# PARTS OF THE EXERCISE
1. Swap "Isle of Skye" for "island of Skye" and write out the Bonnie Prince Charlie passage between "The Battle of" and "of South Uist.", inclusive.
2. Carry on the account of Bonnie Prince Charlie's escape, picking up after its final sentence.

# QUOTED PASSAGE
-- start --
The Bonnie Prince courts support for his cause from French royalty and Scottish Highland clans in hopes they will back his effort to dethrone England’s current king, George II, and restore the Stuarts. Clare knows her history and is fully aware that the uprising is not only doomed to failure but will also result in devastation to the clans but, as is usually the case with transtemporal travel sagas, the Frasers’ various schemes to alter history backfire, making the foretold result inexorably more certain.

The Battle of Culloden on April 14, 1746, represents the denouement. The Highlanders are routed, and their catastrophic defeat effectively brings an end to the rebellion. But Outlander does not address the post-Culloden story of how a young Scottish woman cleverly aided Bonnie Prince Charlie’s desperate effort to escape British capture.

At the time of Culloden, Flora Macdonald was 24 years old. She was living off the northwest coast of Scotland on the Isle of Skye with her financially well-off mother and stepfather, Hugh Macdonald. One acquaintance described her as “a woman of soft features, gentle manners, kind soul, and elegant presence.” On June 20, 1746, Flora was visiting her brother at his “shieling” (huts where cattle farmers stay when tending to their livestock) on the neighboring island of South Uist.

It so happened that the on-the-lam prince was hiding nearby in the company of two aides, Capt. Conn O’Neill and Neil MacEachen. The king’s forces were hot on Charles’ trail, having organized search parties to apprehend the man they called the Young Pretender.” Flora’s stepfather, Hugh Macdonald, secretly sympathetic to the Jacobites, informed the prince through a third party that Flora could be useful in affecting Charles’ potential escape by boat to Skye, where arrangements were in the works to transport the prince to France and freedom.

O’Neill, leaving behind Charles and MacEachen in the hills nearby, greeted Flora at the shieling late one night, and conspiratorially inquired whether he could “bring a friend to see her.”

Flora responded, “Is it the prince?”

Minutes later, Charles was before her. A plan had been concocted. Flora would sail home to Skye in an open boat accompanied by MacEachen and Charles, who would be disguised as a woman and use the alias “Betty Burke.” The “maid’s” purported purpose for traveling to Skye would be to spin wool for Flora’s mother. Flora’s stepfather, a double agent in the affair, as he also occupied a position in the British military, would arrange passports for the three travelers.
-- end --
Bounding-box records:
-- start --
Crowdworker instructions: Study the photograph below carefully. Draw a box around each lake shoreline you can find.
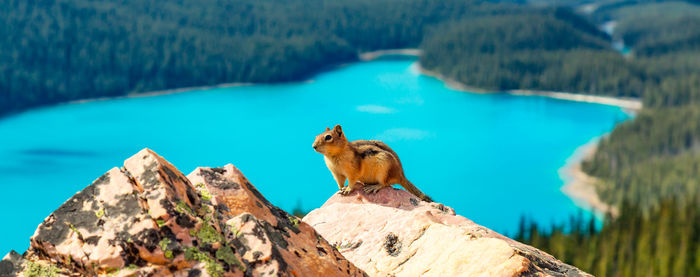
[559,137,619,219]
[415,63,643,219]
[416,64,643,113]
[65,48,628,216]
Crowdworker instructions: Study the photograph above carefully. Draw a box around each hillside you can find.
[0,149,590,277]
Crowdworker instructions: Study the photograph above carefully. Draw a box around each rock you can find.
[303,188,590,276]
[6,149,364,277]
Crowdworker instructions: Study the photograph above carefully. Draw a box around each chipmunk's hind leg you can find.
[362,184,385,194]
[340,179,365,195]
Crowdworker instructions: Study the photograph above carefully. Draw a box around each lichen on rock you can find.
[0,149,364,276]
[303,185,589,276]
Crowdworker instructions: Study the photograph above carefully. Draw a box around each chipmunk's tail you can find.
[400,177,433,202]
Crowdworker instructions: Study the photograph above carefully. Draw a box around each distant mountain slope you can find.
[0,0,522,114]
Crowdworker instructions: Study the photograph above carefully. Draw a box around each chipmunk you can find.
[312,125,433,202]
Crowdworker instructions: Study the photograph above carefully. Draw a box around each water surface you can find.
[0,59,628,253]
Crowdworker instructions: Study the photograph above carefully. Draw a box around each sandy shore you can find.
[414,63,642,218]
[415,63,642,112]
[66,53,624,216]
[559,137,618,218]
[507,90,642,111]
[357,48,423,61]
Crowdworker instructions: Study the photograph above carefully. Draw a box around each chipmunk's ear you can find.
[333,125,343,135]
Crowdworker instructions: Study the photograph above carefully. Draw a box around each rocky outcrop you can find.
[0,149,364,276]
[0,149,588,277]
[303,188,590,276]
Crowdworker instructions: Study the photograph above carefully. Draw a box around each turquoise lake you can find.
[0,58,630,254]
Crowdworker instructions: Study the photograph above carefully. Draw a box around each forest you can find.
[515,195,700,276]
[0,0,700,276]
[0,0,525,115]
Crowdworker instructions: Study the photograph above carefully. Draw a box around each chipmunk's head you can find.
[312,125,348,155]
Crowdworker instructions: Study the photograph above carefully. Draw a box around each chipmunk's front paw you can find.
[362,184,382,194]
[340,186,352,195]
-- end --
# RESULTS OF THE TASKS
1.
The Battle of Culloden on April 14, 1746, represents the denouement. The Highlanders are routed, and their catastrophic defeat effectively brings an end to the rebellion. But Outlander does not address the post-Culloden story of how a young Scottish woman cleverly aided Bonnie Prince Charlie’s desperate effort to escape British capture.

At the time of Culloden, Flora Macdonald was 24 years old. She was living off the northwest coast of Scotland on the island of Skye with her financially well-off mother and stepfather, Hugh Macdonald. One acquaintance described her as “a woman of soft features, gentle manners, kind soul, and elegant presence.” On June 20, 1746, Flora was visiting her brother at his “shieling” (huts where cattle farmers stay when tending to their livestock) on the neighboring island of South Uist.

2.
Numerous facts of Flora’s life have been subject to varying interpretations by historians, and her eagerness to participate in the plot is one of them. According to MacEachen, Flora agreed to the proposal immediately. O’Neill, however, reported that the young woman was far more ambivalent because of the obvious dangers of the enterprise. He claimed he overcame Flora’s hesitancy by declaring she “would be made immortal by such a noble and humane deed on her part in the Prince’s distressing circumstances.”

Flora proved to be no shrinking violet. She adamantly rejected the prince’s demand to include O’Neill on the voyage — she carried passports for just three passengers — and just as sternly refused Charles’ plea to carry a gun.

The crossing to Skye was launched from Benbecula on June 28. The voyage is recalled in the lyrics of the haunting ballad that opens each episode of Outlander — the “Skye Boat Song.” Strong westerly winds, high waves and fog plagued the rowers, and the boat was fired upon by hostile militia as the craft sought to make land at Skye. But Flora and her companions managed to avert disaster and put in elsewhere on Skye, where Alexander MacDonald of Kingsburgh took charge of Charles. When the grateful Bonnie Prince bade goodbye to Flora at Portree, he is supposed to have said, “I hope, Madam, we shall meet in St. James’s yet.” In short order, Charles jumped aboard another boat to Raasay from where he would eventually make his way to France. Notwithstanding his narrow escape, Charles Stuart was destined to live in exile the remainder of his increasingly sad and dissolute existence. 

Flora, however, failed to elude the authorities. After word leaked regarding her role in Charles’ escape, she was detained and held as a prisoner, eventually taken to London in December 1746. Aside from a brief stint in the Tower of London, Flora, though technically under house arrest, enjoyed relative freedom in the city, visiting friends and entertaining visitors. O’Neill’s prediction that assisting the Bonnie Prince would lead to her lasting fame was coming true. She became a cult hero to Jacobite devotees. One woman asked Flora whether she could “have the honor of lying in the same bed with that person who had been so happy as to be guardian to her Prince.” Even royal partisans found themselves charmed by Flora. Frederick, Prince of Wales, paid her a personal visit.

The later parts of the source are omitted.